◆ **Activity**
From the personal story of Dr. Andrew Goldberg below, list everything he says his career is dedicated to helping people better understand.

◆ **Source text**
····················

Dr. Andrew Goldberg
My story
Growing up, I had a great childhood except for when I was in school.
That felt like a prison.
I was not okay sitting still at a desk and being talked at all day.
The phrases I heard most were “sit still” and “be quiet.” Because I couldn’t do either, they were usually followed by, “get out!”
For most kids, that third line would have been embarrassing.
For me, it was freedom.
Once I was out the door, I was back where I wanted to be because I was far more interested in what was going on inside my head than anything happening around me. My thoughts felt alive. I could disappear into them for hours.
Then puberty hit, and everything changed.
My mind became an unbearable place to be.
That’s when I found cannabis.
At first, it was awesome. It quieted my mind and made me feel good. But it didn’t last. So I kept doing more. Trying other drugs. Pushing further. Eventually, heroin.
Then the consequences started piling up. At school. At home. With the legal system.
By the time I was twenty, my body had shut down and I went to rehab.
After 17 days, I got out. Not because I was ready, but because my insurance ran out.
I wasn’t okay. I was just out.
Thankfully, I wasn’t alone.
I had a friend who got sober a year before me, and he helped me start building a community. My family helped me find a therapist.
At first, therapy and community were lifelines. I leaned on them hard.
Early sobriety wasn’t easy. Some friends died. Others went to prison. A few turned their lives around.
Slowly, things began to change.
I started getting my life back. I showed up for things I used to care about. I played in bands. I worked an honest job. I learned yoga.
Eventually, I went back to school.
This time, I stayed.
I earned two master’s degrees and a doctorate in clinical psychology.
Today, I’ve dedicated my career to helping people better understand their minds, emotions, habits, and suffering. I also create tools that make mental and emotional wellness more accessible and affordable.

····················

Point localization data

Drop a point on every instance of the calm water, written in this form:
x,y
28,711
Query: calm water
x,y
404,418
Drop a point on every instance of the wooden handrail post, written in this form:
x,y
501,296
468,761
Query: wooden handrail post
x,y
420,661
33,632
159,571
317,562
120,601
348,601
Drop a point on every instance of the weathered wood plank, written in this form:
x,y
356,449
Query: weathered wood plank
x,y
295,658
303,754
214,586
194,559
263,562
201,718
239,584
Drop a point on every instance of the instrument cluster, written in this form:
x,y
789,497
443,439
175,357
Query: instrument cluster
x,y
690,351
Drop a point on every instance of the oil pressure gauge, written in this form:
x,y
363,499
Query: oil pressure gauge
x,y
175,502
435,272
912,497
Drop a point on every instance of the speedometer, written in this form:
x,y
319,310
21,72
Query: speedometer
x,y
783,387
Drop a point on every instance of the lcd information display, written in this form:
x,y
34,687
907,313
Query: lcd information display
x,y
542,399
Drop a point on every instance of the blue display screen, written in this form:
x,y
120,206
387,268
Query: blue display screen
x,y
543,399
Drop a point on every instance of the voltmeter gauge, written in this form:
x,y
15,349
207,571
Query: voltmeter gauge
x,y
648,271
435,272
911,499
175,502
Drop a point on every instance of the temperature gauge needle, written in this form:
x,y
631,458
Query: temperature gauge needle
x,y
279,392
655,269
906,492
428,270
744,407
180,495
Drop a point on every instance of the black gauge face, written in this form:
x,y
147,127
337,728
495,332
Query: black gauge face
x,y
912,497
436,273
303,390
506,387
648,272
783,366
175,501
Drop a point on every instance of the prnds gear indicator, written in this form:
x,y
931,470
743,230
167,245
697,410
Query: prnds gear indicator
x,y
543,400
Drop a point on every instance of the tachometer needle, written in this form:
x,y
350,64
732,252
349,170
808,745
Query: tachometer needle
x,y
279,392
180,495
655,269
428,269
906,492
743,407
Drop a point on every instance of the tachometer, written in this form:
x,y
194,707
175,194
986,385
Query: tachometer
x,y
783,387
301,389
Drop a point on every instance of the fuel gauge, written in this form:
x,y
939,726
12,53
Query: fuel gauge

····················

◆ **Answer to this exercise**
Their minds, their emotions, their habits, and their suffering.